Locate every line in the records that contains the string "canopy" and copy each such line in full. Treat the match as case-sensitive.

Exercise material:
=====
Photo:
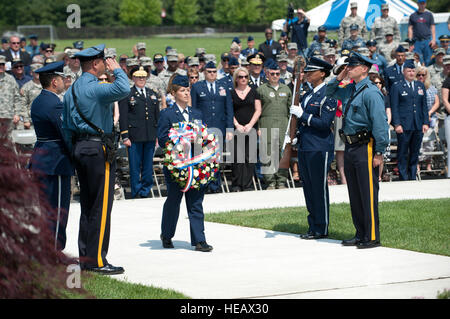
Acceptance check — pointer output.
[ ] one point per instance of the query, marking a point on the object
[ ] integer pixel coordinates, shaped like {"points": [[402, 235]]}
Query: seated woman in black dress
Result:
{"points": [[247, 109]]}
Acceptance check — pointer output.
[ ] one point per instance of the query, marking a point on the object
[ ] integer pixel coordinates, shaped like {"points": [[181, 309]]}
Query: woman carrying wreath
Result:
{"points": [[180, 112]]}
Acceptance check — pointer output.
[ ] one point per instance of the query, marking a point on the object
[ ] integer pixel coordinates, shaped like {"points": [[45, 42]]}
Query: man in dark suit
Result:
{"points": [[394, 73], [410, 119], [14, 53], [213, 99], [50, 160], [181, 112], [270, 48], [139, 114]]}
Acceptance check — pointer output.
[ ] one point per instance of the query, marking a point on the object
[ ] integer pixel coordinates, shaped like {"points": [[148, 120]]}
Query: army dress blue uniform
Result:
{"points": [[365, 131], [96, 175], [316, 151], [50, 159], [216, 106], [193, 197], [139, 114], [409, 109]]}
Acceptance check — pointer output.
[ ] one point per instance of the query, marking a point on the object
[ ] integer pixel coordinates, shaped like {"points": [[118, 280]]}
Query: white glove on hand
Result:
{"points": [[296, 110]]}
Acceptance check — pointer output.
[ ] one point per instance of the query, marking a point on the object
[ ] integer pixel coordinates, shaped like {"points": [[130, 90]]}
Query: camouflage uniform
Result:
{"points": [[385, 49], [344, 28], [382, 26], [28, 93]]}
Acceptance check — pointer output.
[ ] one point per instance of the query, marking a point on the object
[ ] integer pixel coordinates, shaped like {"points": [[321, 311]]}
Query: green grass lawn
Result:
{"points": [[418, 225], [106, 287]]}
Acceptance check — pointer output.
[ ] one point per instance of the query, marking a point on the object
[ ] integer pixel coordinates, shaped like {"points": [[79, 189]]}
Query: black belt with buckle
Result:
{"points": [[88, 137], [360, 137]]}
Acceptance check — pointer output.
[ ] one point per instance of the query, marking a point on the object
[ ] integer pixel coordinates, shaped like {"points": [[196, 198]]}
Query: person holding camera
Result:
{"points": [[298, 28], [88, 123], [365, 132]]}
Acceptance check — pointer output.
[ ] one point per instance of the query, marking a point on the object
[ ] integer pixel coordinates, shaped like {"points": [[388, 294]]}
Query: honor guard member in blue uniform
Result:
{"points": [[316, 146], [213, 99], [365, 133], [410, 120], [51, 158], [88, 122], [394, 73], [139, 114], [181, 112]]}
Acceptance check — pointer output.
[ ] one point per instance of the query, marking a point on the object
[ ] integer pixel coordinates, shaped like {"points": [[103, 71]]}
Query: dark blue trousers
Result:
{"points": [[313, 167], [140, 157], [171, 210], [408, 149]]}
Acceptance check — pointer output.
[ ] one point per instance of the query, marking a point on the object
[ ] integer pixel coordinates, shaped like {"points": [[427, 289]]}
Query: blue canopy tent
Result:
{"points": [[332, 12]]}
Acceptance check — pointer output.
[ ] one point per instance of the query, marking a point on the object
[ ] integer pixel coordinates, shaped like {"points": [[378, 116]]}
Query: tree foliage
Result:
{"points": [[185, 12], [140, 12]]}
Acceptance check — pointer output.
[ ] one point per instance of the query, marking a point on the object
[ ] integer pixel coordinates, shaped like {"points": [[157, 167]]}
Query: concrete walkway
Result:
{"points": [[256, 263]]}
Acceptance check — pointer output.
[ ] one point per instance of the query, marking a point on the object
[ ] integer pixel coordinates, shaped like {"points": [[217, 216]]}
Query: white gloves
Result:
{"points": [[296, 110]]}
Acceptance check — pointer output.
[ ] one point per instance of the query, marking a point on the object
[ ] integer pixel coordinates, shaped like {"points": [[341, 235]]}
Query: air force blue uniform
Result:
{"points": [[50, 159], [217, 110], [409, 109], [194, 198], [315, 154], [96, 175]]}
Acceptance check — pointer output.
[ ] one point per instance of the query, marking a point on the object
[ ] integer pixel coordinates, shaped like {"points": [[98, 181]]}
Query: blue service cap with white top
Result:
{"points": [[181, 80], [52, 68], [358, 59], [315, 64], [92, 53]]}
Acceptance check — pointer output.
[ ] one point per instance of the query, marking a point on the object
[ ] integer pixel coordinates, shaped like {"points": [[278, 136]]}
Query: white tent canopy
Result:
{"points": [[332, 12]]}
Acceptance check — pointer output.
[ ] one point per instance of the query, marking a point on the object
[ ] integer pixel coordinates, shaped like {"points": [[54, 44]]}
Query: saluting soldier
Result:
{"points": [[353, 18], [383, 24], [316, 146], [88, 121], [275, 101], [410, 120], [51, 160], [139, 114], [365, 132]]}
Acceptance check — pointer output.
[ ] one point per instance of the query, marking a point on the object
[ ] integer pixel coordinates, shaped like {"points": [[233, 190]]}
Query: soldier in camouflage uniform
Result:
{"points": [[73, 67], [386, 47], [29, 92], [437, 78], [353, 18], [276, 101], [10, 111], [383, 24]]}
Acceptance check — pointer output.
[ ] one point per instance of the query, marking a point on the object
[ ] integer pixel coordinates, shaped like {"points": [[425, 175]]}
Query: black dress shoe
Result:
{"points": [[311, 235], [351, 242], [167, 242], [368, 244], [108, 269], [203, 246]]}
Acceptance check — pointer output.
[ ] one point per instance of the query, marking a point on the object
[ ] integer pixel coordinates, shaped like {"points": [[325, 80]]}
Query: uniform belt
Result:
{"points": [[360, 137], [88, 137]]}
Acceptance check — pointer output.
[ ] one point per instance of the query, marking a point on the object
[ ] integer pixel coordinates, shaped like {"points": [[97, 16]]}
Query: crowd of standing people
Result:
{"points": [[341, 95]]}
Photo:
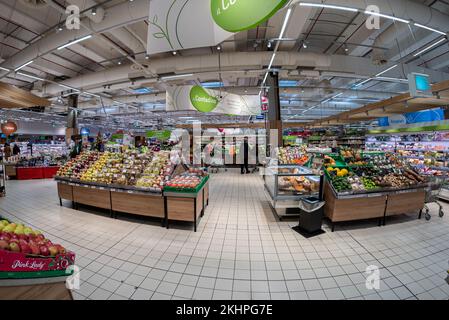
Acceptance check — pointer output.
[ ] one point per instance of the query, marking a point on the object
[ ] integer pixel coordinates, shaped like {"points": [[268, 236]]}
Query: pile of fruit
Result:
{"points": [[19, 238], [75, 168], [185, 181], [341, 184], [338, 172]]}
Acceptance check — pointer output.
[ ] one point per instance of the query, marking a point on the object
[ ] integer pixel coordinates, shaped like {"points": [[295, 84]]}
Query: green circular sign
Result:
{"points": [[240, 15]]}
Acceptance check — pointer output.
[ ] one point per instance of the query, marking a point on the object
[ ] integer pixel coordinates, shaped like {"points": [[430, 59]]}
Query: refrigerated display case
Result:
{"points": [[286, 185]]}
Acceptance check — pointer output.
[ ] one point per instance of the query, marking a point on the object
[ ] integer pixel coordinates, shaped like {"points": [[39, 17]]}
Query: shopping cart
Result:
{"points": [[432, 192]]}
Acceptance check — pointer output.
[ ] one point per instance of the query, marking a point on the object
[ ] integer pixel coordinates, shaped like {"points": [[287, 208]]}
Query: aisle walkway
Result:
{"points": [[239, 252]]}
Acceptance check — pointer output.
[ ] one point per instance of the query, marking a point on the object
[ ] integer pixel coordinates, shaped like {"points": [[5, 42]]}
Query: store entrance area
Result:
{"points": [[240, 251]]}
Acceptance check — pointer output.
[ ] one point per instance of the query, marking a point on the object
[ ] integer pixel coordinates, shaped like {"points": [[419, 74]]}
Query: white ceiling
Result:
{"points": [[331, 36]]}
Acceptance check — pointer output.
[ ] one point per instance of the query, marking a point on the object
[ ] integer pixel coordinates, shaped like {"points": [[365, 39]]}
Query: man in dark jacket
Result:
{"points": [[244, 166]]}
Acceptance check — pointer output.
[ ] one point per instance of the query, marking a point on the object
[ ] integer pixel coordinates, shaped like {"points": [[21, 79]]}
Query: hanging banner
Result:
{"points": [[197, 98], [186, 24], [412, 117]]}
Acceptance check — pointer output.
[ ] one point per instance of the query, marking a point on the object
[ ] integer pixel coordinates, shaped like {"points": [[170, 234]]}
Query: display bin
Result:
{"points": [[50, 172], [25, 173], [286, 185], [188, 207]]}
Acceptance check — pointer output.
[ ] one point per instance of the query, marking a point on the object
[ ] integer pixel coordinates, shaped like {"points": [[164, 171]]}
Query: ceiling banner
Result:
{"points": [[187, 24], [197, 98]]}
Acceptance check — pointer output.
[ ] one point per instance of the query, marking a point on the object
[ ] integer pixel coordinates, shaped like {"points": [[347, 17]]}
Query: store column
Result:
{"points": [[72, 121], [274, 121]]}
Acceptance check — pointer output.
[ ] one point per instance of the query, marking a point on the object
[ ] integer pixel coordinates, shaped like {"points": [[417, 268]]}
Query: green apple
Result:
{"points": [[202, 100], [240, 15]]}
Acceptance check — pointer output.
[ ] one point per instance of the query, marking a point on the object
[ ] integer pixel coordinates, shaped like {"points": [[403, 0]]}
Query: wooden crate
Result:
{"points": [[92, 197], [402, 203], [145, 205]]}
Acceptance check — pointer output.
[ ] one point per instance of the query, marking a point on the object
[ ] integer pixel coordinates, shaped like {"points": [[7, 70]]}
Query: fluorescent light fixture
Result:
{"points": [[363, 82], [30, 76], [372, 13], [327, 6], [271, 61], [385, 71], [429, 47], [67, 87], [430, 29], [75, 41], [177, 76], [284, 25], [23, 65], [391, 79]]}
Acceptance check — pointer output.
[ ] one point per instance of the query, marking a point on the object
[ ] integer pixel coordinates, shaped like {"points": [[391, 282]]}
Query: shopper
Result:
{"points": [[16, 149], [244, 166], [7, 151]]}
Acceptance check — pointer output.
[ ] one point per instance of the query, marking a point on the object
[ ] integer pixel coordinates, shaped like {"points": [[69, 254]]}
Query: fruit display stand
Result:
{"points": [[186, 204], [31, 266], [29, 173], [351, 206]]}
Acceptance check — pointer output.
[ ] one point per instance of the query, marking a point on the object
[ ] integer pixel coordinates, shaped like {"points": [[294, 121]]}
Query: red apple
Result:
{"points": [[53, 251], [25, 248], [4, 245], [61, 249], [14, 247], [34, 249], [44, 251]]}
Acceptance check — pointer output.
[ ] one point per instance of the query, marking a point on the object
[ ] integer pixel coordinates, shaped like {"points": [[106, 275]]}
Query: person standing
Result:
{"points": [[244, 166], [7, 151], [16, 149]]}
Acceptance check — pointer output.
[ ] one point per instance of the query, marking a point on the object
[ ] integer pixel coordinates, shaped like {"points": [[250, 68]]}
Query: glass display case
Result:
{"points": [[288, 184]]}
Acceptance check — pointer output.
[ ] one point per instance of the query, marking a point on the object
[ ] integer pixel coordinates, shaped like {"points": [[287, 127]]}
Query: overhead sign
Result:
{"points": [[413, 117], [419, 85], [197, 98], [175, 25]]}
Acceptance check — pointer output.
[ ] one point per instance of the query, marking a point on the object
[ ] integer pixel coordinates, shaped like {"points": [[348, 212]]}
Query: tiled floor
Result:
{"points": [[239, 252]]}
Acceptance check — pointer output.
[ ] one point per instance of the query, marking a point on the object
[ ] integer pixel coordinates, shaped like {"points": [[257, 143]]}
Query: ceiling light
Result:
{"points": [[30, 76], [385, 71], [75, 41], [429, 47], [177, 76], [373, 13], [430, 29], [271, 61], [23, 65], [284, 25], [327, 6]]}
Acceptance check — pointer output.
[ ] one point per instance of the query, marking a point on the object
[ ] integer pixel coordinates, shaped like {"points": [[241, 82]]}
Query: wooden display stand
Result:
{"points": [[350, 209], [35, 289], [168, 206], [371, 205], [187, 207]]}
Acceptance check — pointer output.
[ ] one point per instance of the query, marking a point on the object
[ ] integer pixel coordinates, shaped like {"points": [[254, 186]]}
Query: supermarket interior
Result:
{"points": [[224, 150]]}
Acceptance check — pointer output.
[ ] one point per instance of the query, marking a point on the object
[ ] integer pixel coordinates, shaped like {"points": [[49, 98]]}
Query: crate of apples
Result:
{"points": [[24, 251]]}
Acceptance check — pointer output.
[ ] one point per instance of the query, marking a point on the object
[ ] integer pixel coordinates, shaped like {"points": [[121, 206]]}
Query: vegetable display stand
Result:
{"points": [[341, 208], [186, 206], [35, 289]]}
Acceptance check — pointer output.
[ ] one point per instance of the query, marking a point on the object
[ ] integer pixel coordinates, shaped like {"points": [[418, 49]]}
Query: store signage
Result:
{"points": [[240, 15], [419, 85], [9, 127], [161, 135], [175, 25], [436, 114], [85, 131], [197, 98]]}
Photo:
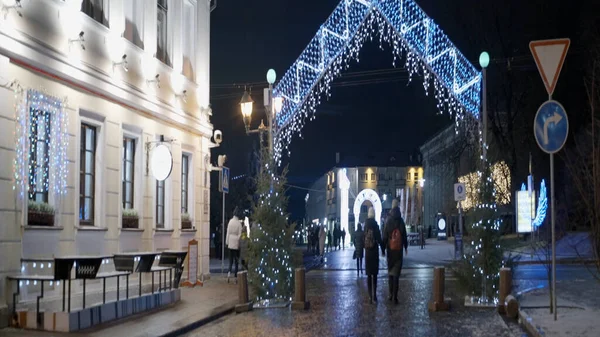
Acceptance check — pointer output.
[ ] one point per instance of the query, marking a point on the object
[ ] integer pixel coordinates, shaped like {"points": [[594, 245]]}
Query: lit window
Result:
{"points": [[185, 159], [134, 22], [39, 157], [87, 172], [96, 10], [162, 41], [160, 204], [128, 172]]}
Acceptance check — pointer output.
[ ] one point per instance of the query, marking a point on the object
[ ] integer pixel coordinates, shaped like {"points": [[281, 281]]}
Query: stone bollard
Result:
{"points": [[511, 306], [505, 288], [244, 303], [300, 302], [438, 303]]}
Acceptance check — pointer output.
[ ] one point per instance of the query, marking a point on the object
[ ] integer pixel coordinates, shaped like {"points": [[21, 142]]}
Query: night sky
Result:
{"points": [[373, 107]]}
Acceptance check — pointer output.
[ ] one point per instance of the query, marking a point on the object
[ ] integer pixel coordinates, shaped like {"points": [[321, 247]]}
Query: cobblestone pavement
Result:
{"points": [[339, 307]]}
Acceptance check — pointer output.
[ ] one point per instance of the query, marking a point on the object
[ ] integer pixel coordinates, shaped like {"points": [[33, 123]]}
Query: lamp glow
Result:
{"points": [[484, 59]]}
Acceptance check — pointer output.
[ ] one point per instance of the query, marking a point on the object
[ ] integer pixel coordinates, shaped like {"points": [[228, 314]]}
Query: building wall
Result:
{"points": [[35, 53]]}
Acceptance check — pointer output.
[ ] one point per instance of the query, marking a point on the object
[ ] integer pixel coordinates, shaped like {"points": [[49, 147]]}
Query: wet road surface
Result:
{"points": [[340, 307]]}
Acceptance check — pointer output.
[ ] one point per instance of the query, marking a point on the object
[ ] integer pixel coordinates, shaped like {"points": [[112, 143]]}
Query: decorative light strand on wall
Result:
=====
Completed task:
Query: blue canopy tent
Query: white tent canopy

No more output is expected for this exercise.